Tarefa escrita a: Encontre na listagem todas as linhas que contêm a palavra "jacket" e copie cada uma delas.

****************************************

Em todo o estado do Rio, o cerco conjunto das gerências de turno contra o povo pobre continua a todo vapor. As investidas do "choque de ordem" de Eduardo Paes seguem demolindo moradias em bairros proletários, reprimindo trabalhadores e recolhendo a população de rua. Ao mesmo tempo em que Cabral rebaixa as favelas a guetos, instalando muros ao seu redor, incrementa a repressão, alocando batalhões da PM no interior das comunidades e eleva o extermínio de seus moradores a níveis de genocídio, onde nem mulheres e crianças são poupadas. É bom lembrar que ambos são aliados de Luiz Inácio e que as obras do PAC também têm sido motivo de despejo de moradores e demolições em bairros pobres no Rio de Janeiro.
Demolições realizadas pelo "choque de ordem" da prefeitura do Rio
Como AND vem noticiando desde o inicio da nova gerência municipal, o ‘choque de ordem’ segue castigando o povo pobre em toda a cidade.
Dia 24 de junho, no mercado São Sebastião, zona norte da cidade, trabalhadores foram duramente reprimidos em nova operação deflagrada pela secretaria especial de ordem pública (Seop). Na ocasião, 25 pequenos estabelecimentos comerciais foram destruídos por quatro pás mecânicas, seis caminhões e três retro-escavadeiras. A ação criminosa é parte do projeto de ‘reurbanização’ e ‘requalificação econômica e social’ do mercado São Sebastião, coordenado pelo Instituto Pereira Passos e que está abrindo caminho para Eduardo Paes e seu rastro de destruição.
Dois dias depois — pela terceira vez em sete meses — o ‘choque de ordem’ foi ao Recreio dos Bandeirantes e destruiu outro edifício, aumentando ainda mais o número de trabalhadores que tiveram a casa reduzida a pó na região. Foi às 7h da manhã, quando cerca de 120 agentes — entre policiais civis e militares e funcionários da Comlurb — chegaram a Rua 2 W, onde o alvo era um prédio de três andares com quase todos os apartamentos ocupados.

****************************************

Tarefa escrita b: Segundo o trecho selecionado, que veículos e máquinas destruíram os estabelecimentos do mercado São Sebastião? Liste-os com a quantidade de cada um.

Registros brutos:
****************************************

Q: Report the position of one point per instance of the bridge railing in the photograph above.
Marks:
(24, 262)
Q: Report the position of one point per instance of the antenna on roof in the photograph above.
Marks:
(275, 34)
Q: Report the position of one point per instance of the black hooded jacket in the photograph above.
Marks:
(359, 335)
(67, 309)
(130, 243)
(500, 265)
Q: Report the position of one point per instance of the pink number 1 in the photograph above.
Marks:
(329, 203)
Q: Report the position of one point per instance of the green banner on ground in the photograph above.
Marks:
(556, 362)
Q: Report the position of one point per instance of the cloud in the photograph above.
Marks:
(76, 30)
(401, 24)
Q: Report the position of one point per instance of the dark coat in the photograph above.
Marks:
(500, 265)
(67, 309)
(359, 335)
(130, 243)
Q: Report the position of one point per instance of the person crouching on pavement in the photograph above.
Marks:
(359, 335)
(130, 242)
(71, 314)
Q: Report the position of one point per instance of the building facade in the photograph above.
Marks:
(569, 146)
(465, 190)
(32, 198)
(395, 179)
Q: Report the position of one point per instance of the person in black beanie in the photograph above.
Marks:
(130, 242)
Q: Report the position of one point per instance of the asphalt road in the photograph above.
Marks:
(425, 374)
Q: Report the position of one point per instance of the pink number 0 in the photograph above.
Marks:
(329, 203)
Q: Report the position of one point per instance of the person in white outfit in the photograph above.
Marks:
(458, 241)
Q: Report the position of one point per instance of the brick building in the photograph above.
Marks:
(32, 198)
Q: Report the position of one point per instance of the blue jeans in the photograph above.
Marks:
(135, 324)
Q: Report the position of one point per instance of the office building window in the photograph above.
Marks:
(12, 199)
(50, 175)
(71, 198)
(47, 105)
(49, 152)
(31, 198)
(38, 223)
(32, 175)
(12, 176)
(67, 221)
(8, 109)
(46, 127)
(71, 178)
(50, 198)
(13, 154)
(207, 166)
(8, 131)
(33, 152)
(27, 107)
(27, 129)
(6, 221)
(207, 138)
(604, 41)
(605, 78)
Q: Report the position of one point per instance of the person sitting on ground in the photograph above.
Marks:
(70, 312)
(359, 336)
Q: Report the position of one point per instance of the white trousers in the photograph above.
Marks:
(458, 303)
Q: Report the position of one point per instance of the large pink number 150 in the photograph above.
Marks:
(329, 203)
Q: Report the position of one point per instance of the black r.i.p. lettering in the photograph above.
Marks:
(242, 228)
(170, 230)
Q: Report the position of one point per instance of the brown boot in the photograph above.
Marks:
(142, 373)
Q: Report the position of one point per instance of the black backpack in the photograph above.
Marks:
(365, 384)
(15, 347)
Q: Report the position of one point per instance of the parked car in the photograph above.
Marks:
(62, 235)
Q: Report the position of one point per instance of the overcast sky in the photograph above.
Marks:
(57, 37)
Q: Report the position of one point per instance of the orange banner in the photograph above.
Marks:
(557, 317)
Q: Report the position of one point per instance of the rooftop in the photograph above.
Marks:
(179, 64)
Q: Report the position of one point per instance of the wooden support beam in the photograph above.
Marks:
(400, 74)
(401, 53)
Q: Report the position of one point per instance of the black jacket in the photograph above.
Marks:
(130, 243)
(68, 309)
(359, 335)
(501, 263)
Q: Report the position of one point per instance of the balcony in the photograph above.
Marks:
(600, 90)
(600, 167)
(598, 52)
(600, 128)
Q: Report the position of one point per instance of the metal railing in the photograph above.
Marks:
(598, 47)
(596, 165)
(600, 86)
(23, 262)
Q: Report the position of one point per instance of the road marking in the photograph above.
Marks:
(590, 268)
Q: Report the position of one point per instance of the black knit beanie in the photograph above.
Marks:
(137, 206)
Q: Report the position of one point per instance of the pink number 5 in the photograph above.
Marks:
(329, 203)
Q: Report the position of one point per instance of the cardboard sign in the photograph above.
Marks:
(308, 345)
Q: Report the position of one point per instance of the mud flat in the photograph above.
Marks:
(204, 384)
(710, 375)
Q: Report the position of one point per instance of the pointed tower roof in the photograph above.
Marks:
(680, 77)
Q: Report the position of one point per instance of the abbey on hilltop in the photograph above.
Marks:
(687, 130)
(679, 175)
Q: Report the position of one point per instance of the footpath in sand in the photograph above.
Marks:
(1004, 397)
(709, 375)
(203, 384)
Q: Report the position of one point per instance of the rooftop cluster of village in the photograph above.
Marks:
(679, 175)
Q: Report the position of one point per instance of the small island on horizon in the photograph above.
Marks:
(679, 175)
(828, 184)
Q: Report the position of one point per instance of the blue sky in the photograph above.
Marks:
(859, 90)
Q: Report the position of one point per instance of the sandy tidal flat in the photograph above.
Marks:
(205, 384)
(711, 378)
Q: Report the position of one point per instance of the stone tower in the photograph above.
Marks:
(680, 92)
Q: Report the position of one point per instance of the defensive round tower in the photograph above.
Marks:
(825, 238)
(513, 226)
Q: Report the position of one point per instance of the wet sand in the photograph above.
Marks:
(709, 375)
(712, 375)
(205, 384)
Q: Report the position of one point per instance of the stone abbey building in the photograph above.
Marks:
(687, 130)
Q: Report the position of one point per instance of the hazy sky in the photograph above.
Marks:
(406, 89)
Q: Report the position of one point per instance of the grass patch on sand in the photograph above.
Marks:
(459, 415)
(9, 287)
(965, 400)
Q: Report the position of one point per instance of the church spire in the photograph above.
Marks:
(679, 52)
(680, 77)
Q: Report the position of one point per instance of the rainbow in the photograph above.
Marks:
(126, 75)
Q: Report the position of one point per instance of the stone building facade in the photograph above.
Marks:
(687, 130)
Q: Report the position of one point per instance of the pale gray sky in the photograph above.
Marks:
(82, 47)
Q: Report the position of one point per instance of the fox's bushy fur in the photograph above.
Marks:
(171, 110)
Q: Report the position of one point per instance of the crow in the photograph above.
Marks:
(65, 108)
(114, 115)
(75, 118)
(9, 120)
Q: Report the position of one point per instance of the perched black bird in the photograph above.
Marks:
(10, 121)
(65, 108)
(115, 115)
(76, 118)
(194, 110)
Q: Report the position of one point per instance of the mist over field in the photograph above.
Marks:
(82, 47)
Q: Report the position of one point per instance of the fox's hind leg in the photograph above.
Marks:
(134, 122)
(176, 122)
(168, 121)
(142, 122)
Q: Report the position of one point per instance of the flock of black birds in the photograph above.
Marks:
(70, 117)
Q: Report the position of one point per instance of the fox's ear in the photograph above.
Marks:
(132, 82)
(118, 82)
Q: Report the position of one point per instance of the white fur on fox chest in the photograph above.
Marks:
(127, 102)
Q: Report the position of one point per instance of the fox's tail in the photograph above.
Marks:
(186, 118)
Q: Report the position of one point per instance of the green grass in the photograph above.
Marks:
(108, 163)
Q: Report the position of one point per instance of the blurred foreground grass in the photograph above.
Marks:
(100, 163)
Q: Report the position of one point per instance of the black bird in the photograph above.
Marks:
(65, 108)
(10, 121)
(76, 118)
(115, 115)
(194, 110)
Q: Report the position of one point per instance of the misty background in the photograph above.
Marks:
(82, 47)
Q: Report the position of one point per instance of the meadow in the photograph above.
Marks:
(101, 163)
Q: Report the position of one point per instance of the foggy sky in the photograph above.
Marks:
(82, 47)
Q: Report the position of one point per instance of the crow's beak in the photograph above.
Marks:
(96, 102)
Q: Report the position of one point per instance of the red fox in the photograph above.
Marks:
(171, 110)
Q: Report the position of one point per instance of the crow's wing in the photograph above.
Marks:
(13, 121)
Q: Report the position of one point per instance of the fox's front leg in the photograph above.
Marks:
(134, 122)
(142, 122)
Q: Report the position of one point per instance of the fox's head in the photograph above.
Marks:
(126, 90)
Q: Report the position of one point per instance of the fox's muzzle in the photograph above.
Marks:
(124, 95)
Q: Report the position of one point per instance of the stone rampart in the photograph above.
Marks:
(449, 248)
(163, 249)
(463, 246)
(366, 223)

****************************************

Resultado do exercício a:
Q: Report the position of one point per instance of the black hooded jacket in the photograph above.
Q: Report the position of one point per instance of the black jacket in the photograph above.

Resultado do exercício b:
- quatro pás mecânicas
- seis caminhões
- três retro-escavadeiras